— BEGIN —

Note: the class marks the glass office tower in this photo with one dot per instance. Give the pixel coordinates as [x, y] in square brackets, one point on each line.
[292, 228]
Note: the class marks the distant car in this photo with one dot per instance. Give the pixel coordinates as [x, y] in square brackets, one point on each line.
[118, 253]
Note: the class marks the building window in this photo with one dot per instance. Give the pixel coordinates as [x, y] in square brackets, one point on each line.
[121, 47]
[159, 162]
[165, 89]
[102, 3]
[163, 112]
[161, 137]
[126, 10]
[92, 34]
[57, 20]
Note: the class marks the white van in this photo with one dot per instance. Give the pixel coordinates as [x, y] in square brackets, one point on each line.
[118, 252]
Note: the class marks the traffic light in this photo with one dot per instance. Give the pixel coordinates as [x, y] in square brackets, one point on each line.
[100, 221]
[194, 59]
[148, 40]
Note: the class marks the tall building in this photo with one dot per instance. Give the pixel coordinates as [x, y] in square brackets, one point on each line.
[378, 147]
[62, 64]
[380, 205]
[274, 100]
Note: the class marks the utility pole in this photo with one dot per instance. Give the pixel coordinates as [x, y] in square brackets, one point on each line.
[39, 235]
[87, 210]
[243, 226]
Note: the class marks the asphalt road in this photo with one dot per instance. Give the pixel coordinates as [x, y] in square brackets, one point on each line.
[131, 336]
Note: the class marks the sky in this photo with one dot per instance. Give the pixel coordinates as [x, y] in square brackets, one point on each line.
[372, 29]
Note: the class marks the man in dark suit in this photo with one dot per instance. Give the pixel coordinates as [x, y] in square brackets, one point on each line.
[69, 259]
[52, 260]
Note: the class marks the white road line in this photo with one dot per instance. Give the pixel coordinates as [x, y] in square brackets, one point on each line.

— END —

→ Goal of the exercise
Repeat only the lines running from the line that contains "Note: the class marks the utility" through the last line above, inclusive.

→ Solution to this task
Note: the class marks the utility pole in this photo with one dot per instance. Give the pixel coordinates as [x, y] in square brackets, one point on each line.
[39, 235]
[87, 210]
[243, 226]
Note: the class marks the asphalt road in this photo with one dot per instance. Give the pixel coordinates as [x, y] in square brackets, one point on each line.
[131, 336]
Note: the class marks the sky in this photo with one dot per instance. Give the pixel coordinates as [x, y] in square brackets, one point on each line.
[372, 29]
Note: the class marks the man in dark suit in this photo with one dot per instance. Give the pixel coordinates as [x, y] in square brackets, one point on each line.
[69, 259]
[52, 260]
Note: the class marks the white road line in this photo with one dot per instance. Give the pixel coordinates as [x, y] in square brackets, one point on each line.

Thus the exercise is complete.